== Your goal ==
Copy out the stretch from the line containing "Target: black shoe" through the line containing "101 108 L 101", both ends included, with the requests unchanged. Shift every coordinate in the answer paths by adding -133.

== Input ==
■ ■ ■ ■

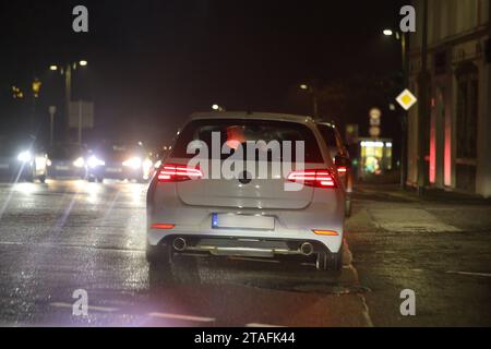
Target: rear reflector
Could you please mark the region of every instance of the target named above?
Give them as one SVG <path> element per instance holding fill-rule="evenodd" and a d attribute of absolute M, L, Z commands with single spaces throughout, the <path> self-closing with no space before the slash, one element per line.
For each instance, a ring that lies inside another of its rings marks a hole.
<path fill-rule="evenodd" d="M 176 225 L 168 225 L 168 224 L 153 224 L 153 225 L 151 226 L 152 229 L 164 229 L 164 230 L 173 229 L 173 227 L 176 227 Z"/>
<path fill-rule="evenodd" d="M 337 237 L 339 236 L 337 231 L 334 230 L 312 230 L 318 236 L 328 236 L 328 237 Z"/>
<path fill-rule="evenodd" d="M 288 176 L 291 182 L 303 183 L 315 188 L 337 188 L 333 174 L 325 169 L 309 169 L 291 172 Z"/>
<path fill-rule="evenodd" d="M 157 174 L 159 182 L 182 182 L 191 179 L 200 179 L 202 177 L 203 173 L 197 168 L 172 164 L 161 166 Z"/>

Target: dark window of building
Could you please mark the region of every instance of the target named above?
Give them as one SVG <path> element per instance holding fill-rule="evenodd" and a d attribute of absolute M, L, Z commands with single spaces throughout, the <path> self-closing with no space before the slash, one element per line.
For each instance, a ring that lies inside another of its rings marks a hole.
<path fill-rule="evenodd" d="M 457 158 L 477 157 L 478 70 L 465 63 L 457 75 Z"/>

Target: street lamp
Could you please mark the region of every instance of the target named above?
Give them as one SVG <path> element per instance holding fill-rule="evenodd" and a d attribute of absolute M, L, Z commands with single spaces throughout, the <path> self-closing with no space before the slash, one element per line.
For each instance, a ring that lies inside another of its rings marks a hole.
<path fill-rule="evenodd" d="M 86 67 L 88 63 L 86 60 L 79 61 L 81 67 Z M 67 133 L 69 132 L 69 120 L 70 120 L 70 103 L 72 100 L 72 67 L 76 69 L 76 62 L 68 62 L 64 70 L 56 64 L 51 64 L 49 69 L 51 71 L 60 70 L 60 73 L 64 75 L 64 103 L 65 103 L 65 113 L 67 113 Z"/>
<path fill-rule="evenodd" d="M 319 103 L 318 103 L 318 92 L 313 84 L 300 84 L 300 89 L 306 91 L 312 95 L 312 111 L 315 120 L 319 119 Z"/>
<path fill-rule="evenodd" d="M 400 41 L 400 58 L 403 63 L 403 85 L 404 88 L 409 86 L 409 67 L 407 59 L 407 45 L 406 45 L 406 34 L 394 32 L 390 28 L 383 31 L 385 36 L 394 36 L 398 41 Z M 400 145 L 400 186 L 406 188 L 407 180 L 407 111 L 403 111 L 400 118 L 400 128 L 403 131 L 402 145 Z"/>

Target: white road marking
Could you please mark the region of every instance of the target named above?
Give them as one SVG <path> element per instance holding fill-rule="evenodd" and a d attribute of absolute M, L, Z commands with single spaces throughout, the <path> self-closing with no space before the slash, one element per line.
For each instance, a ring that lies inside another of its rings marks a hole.
<path fill-rule="evenodd" d="M 70 303 L 62 303 L 62 302 L 55 302 L 55 303 L 49 303 L 49 305 L 51 306 L 56 306 L 56 308 L 73 308 L 73 304 Z M 88 305 L 87 310 L 89 311 L 96 311 L 96 312 L 107 312 L 107 313 L 112 313 L 118 311 L 119 309 L 117 308 L 109 308 L 109 306 L 97 306 L 97 305 Z"/>
<path fill-rule="evenodd" d="M 491 274 L 489 274 L 489 273 L 471 273 L 471 272 L 447 270 L 446 274 L 459 274 L 459 275 L 469 275 L 469 276 L 491 277 Z"/>
<path fill-rule="evenodd" d="M 170 313 L 149 313 L 148 315 L 153 316 L 153 317 L 185 320 L 185 321 L 194 321 L 194 322 L 200 322 L 200 323 L 211 323 L 211 322 L 215 321 L 214 317 L 202 317 L 202 316 L 170 314 Z"/>

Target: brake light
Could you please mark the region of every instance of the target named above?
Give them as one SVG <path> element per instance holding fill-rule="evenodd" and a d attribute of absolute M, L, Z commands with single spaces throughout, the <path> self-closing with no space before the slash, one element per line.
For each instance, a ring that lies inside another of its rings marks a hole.
<path fill-rule="evenodd" d="M 333 174 L 330 170 L 325 169 L 294 171 L 288 174 L 288 180 L 291 182 L 303 183 L 308 186 L 337 188 Z"/>
<path fill-rule="evenodd" d="M 203 172 L 197 168 L 171 164 L 161 166 L 157 174 L 159 182 L 182 182 L 191 179 L 200 179 L 202 177 Z"/>
<path fill-rule="evenodd" d="M 348 169 L 346 168 L 346 166 L 339 166 L 339 167 L 337 168 L 337 172 L 338 172 L 339 174 L 345 174 L 347 171 L 348 171 Z"/>

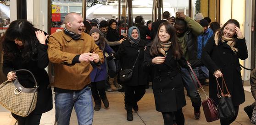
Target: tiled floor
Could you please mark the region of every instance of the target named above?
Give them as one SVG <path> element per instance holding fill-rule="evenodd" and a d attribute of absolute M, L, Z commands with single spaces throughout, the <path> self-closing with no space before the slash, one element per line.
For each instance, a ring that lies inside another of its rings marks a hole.
<path fill-rule="evenodd" d="M 239 107 L 238 117 L 231 125 L 253 125 L 250 123 L 243 108 L 250 104 L 254 100 L 250 92 L 248 82 L 245 84 L 246 102 Z M 208 86 L 204 86 L 208 93 Z M 154 96 L 152 89 L 147 89 L 146 93 L 142 99 L 138 103 L 139 110 L 137 113 L 134 112 L 134 120 L 126 120 L 126 112 L 124 109 L 124 93 L 115 92 L 107 92 L 110 102 L 110 107 L 106 109 L 102 107 L 98 111 L 95 111 L 93 125 L 163 125 L 161 113 L 155 109 Z M 220 125 L 219 120 L 211 123 L 206 122 L 203 111 L 201 109 L 201 118 L 199 120 L 194 118 L 194 110 L 189 98 L 186 97 L 187 105 L 183 109 L 185 116 L 185 125 Z M 12 120 L 10 112 L 0 107 L 0 125 L 9 125 Z M 53 109 L 43 114 L 40 125 L 54 125 L 55 111 Z M 77 120 L 74 110 L 72 114 L 70 125 L 76 125 Z"/>

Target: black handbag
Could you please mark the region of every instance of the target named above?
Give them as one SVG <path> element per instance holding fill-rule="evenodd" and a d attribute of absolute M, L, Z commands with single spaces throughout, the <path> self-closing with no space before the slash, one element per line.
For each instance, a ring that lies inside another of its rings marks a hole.
<path fill-rule="evenodd" d="M 204 93 L 205 96 L 206 96 L 206 99 L 204 99 L 203 98 L 202 98 L 202 95 L 200 94 L 199 92 L 199 90 L 197 89 L 197 84 L 195 82 L 192 76 L 191 75 L 190 73 L 189 73 L 189 75 L 191 79 L 192 79 L 194 83 L 195 83 L 195 88 L 197 90 L 197 92 L 198 93 L 200 98 L 201 98 L 201 100 L 202 100 L 202 105 L 203 107 L 203 109 L 204 110 L 204 113 L 205 114 L 205 116 L 206 117 L 206 121 L 208 122 L 212 122 L 215 120 L 217 120 L 219 119 L 219 113 L 218 112 L 218 108 L 217 106 L 214 102 L 213 100 L 211 99 L 208 96 L 207 96 L 204 88 L 202 86 L 202 85 L 200 83 L 200 82 L 198 80 L 197 77 L 195 75 L 195 73 L 194 72 L 190 64 L 187 61 L 187 63 L 188 63 L 188 65 L 191 71 L 193 73 L 194 76 L 195 78 L 197 83 L 199 85 L 200 87 L 200 89 L 202 90 L 203 92 Z M 189 72 L 189 70 L 188 70 Z"/>
<path fill-rule="evenodd" d="M 132 78 L 132 76 L 133 76 L 133 70 L 135 67 L 136 64 L 136 62 L 138 61 L 139 58 L 139 53 L 140 51 L 139 50 L 138 50 L 139 54 L 137 56 L 137 58 L 135 60 L 133 68 L 122 69 L 119 72 L 119 79 L 122 82 L 125 82 L 129 81 L 131 78 Z"/>
<path fill-rule="evenodd" d="M 223 76 L 222 78 L 222 89 L 221 88 L 218 79 L 216 78 L 217 89 L 217 99 L 218 106 L 219 108 L 219 116 L 220 120 L 230 120 L 235 115 L 235 112 L 233 105 L 233 103 L 231 98 L 231 95 L 228 89 L 227 85 L 224 80 Z M 227 90 L 227 94 L 224 94 L 224 85 Z M 219 89 L 221 93 L 219 93 Z"/>

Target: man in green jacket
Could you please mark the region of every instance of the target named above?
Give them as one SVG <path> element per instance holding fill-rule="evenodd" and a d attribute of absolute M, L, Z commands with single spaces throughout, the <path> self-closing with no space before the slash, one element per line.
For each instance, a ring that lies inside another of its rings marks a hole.
<path fill-rule="evenodd" d="M 174 27 L 178 42 L 182 47 L 186 60 L 190 63 L 198 76 L 198 69 L 196 67 L 201 65 L 201 62 L 197 58 L 197 36 L 203 33 L 204 29 L 199 23 L 183 12 L 176 12 L 176 18 Z M 200 118 L 201 100 L 191 76 L 193 77 L 194 81 L 196 80 L 188 69 L 182 68 L 181 72 L 184 86 L 194 108 L 195 118 L 198 120 Z"/>

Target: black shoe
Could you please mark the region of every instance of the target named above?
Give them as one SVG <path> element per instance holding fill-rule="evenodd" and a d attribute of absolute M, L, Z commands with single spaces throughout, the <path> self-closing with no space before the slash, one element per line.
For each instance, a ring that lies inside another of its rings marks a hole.
<path fill-rule="evenodd" d="M 133 112 L 129 112 L 127 113 L 127 120 L 131 121 L 134 120 L 134 116 L 133 116 Z"/>
<path fill-rule="evenodd" d="M 251 119 L 251 116 L 252 116 L 252 112 L 253 110 L 251 109 L 250 105 L 248 105 L 246 107 L 244 108 L 244 110 L 245 112 L 249 119 L 250 120 Z"/>
<path fill-rule="evenodd" d="M 195 118 L 196 120 L 199 120 L 200 118 L 200 115 L 201 114 L 201 112 L 200 111 L 200 109 L 194 109 L 194 114 L 195 115 Z"/>
<path fill-rule="evenodd" d="M 138 110 L 139 110 L 139 107 L 138 106 L 137 102 L 134 103 L 133 106 L 133 108 L 134 109 L 134 111 L 137 112 Z"/>
<path fill-rule="evenodd" d="M 101 108 L 101 100 L 100 99 L 94 100 L 95 102 L 95 106 L 94 106 L 94 110 L 99 111 Z"/>
<path fill-rule="evenodd" d="M 121 89 L 117 90 L 117 91 L 119 92 L 124 92 L 124 88 L 123 88 L 123 86 Z"/>
<path fill-rule="evenodd" d="M 107 109 L 108 108 L 108 107 L 109 107 L 109 102 L 108 102 L 106 97 L 104 99 L 102 99 L 102 100 L 105 108 Z"/>

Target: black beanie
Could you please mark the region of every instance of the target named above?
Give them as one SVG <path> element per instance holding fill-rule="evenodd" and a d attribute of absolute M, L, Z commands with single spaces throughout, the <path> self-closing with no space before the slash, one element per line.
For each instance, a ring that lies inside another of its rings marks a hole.
<path fill-rule="evenodd" d="M 208 26 L 209 26 L 209 23 L 206 19 L 202 19 L 200 21 L 199 24 L 203 27 Z"/>

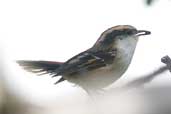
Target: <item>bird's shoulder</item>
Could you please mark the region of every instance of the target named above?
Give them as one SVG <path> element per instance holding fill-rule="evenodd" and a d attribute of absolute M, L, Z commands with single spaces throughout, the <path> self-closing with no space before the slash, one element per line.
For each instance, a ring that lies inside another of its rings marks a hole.
<path fill-rule="evenodd" d="M 86 50 L 63 64 L 61 74 L 75 74 L 95 70 L 112 64 L 116 56 L 116 50 L 91 51 Z"/>

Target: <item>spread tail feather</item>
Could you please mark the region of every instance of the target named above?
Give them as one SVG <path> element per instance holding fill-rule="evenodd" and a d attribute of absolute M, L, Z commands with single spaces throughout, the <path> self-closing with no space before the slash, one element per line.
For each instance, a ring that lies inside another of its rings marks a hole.
<path fill-rule="evenodd" d="M 58 76 L 59 67 L 63 64 L 61 62 L 52 61 L 30 61 L 30 60 L 18 60 L 16 61 L 24 70 L 37 75 L 49 74 L 52 76 Z M 57 81 L 57 83 L 64 81 L 65 79 Z"/>

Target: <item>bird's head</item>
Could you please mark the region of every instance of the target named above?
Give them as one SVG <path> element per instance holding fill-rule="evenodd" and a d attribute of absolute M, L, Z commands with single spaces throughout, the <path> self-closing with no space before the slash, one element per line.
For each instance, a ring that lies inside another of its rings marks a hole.
<path fill-rule="evenodd" d="M 133 43 L 135 45 L 139 36 L 149 34 L 149 31 L 137 30 L 130 25 L 118 25 L 104 31 L 93 47 L 95 49 L 105 50 L 117 46 L 120 42 L 129 41 L 135 42 Z"/>

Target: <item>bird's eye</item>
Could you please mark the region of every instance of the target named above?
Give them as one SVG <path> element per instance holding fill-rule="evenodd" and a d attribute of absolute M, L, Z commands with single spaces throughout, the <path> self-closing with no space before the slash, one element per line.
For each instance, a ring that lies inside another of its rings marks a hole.
<path fill-rule="evenodd" d="M 126 35 L 133 35 L 133 34 L 136 33 L 136 30 L 134 30 L 134 29 L 129 29 L 129 30 L 126 30 L 125 33 L 126 33 Z"/>

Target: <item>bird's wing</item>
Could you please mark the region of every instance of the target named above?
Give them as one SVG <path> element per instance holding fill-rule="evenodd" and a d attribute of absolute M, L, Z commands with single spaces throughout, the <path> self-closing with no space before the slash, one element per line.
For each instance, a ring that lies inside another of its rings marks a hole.
<path fill-rule="evenodd" d="M 90 70 L 105 67 L 108 64 L 112 64 L 116 56 L 116 50 L 110 51 L 98 51 L 90 52 L 85 51 L 80 53 L 66 63 L 59 70 L 58 75 L 73 75 L 78 73 L 84 73 Z"/>
<path fill-rule="evenodd" d="M 16 61 L 24 70 L 38 75 L 51 74 L 56 75 L 56 70 L 63 64 L 60 62 L 52 61 L 30 61 L 30 60 L 18 60 Z"/>

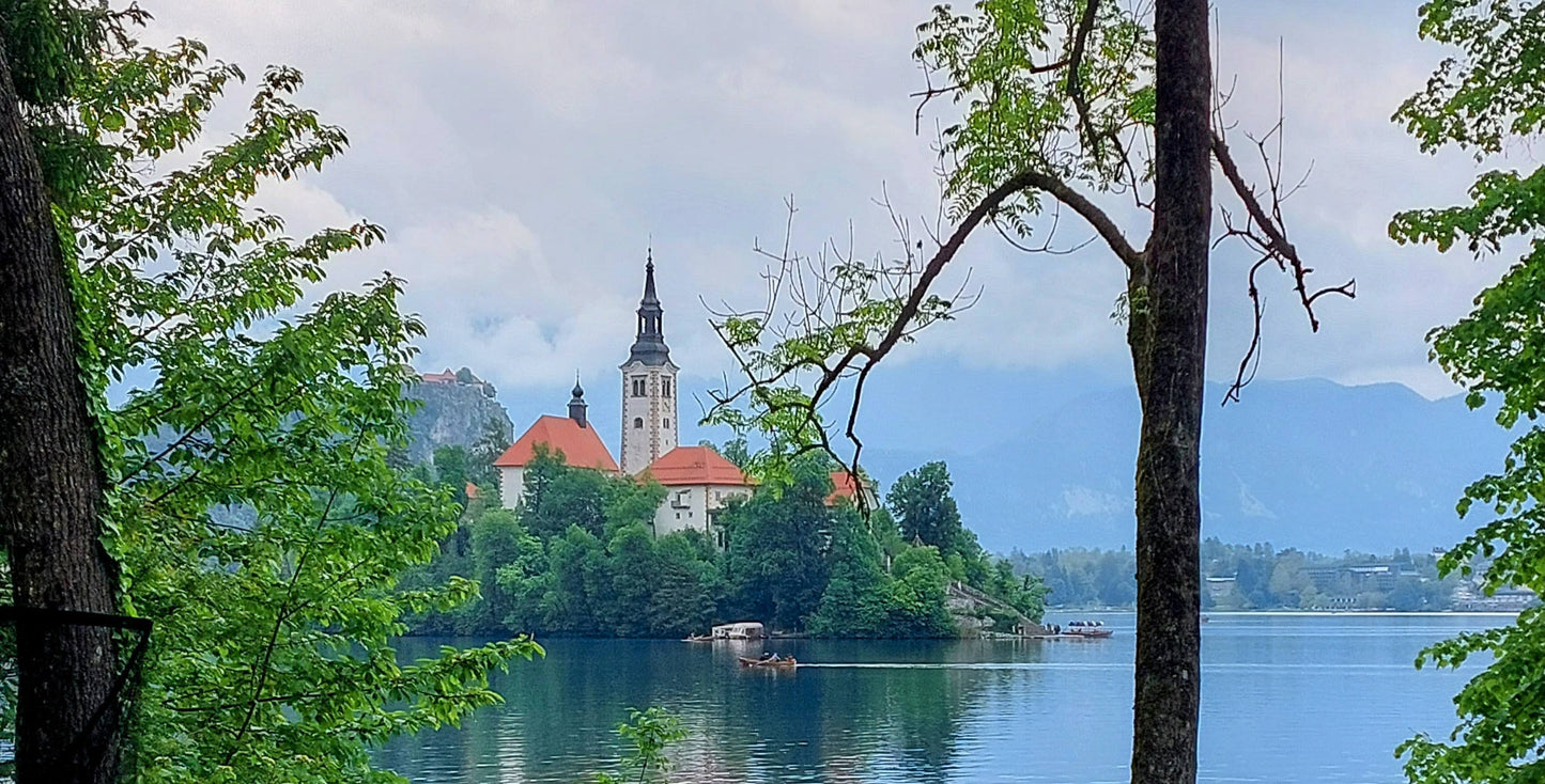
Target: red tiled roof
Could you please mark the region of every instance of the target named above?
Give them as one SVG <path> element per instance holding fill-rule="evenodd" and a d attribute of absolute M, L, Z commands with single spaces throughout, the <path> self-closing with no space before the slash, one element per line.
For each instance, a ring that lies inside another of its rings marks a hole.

■ ■ ■ ■

== Result of this exercise ==
Target: black shoe
Could you please mark the region of every instance of the target named above?
Give them as one SVG <path> element per instance holding fill-rule="evenodd" and a d attribute of absolute M, L, Z commands with single spaces throughout, the <path> self-closing with no space before the slash, one element per line.
For each instance, a ring that lies inside another of its rings marks a hole.
<path fill-rule="evenodd" d="M 0 -21 L -4 -21 L -6 -20 L -6 -13 L -2 -12 L 1 -13 L 1 -17 L 0 -17 Z"/>
<path fill-rule="evenodd" d="M 118 -14 L 118 -17 L 119 -17 L 119 -21 L 120 -23 L 118 -24 L 117 -28 L 115 -28 L 113 -26 L 111 -25 L 111 -23 L 112 -21 L 116 -14 L 117 -13 Z"/>
<path fill-rule="evenodd" d="M 62 -15 L 63 -13 L 66 -13 L 67 -15 L 67 -18 L 68 -19 L 68 -21 L 67 -22 L 67 -24 L 61 -24 L 61 -19 L 62 -18 Z"/>
<path fill-rule="evenodd" d="M 5 -23 L 6 -23 L 6 -26 L 5 -27 L 4 -31 L 1 -30 L 0 -27 L 0 -25 L 1 -24 L 1 -22 L 4 -21 Z"/>
<path fill-rule="evenodd" d="M -32 -25 L -32 -33 L -33 -34 L -39 -33 L -38 -31 L -38 -27 L -39 -27 L -39 -23 L -34 -22 Z"/>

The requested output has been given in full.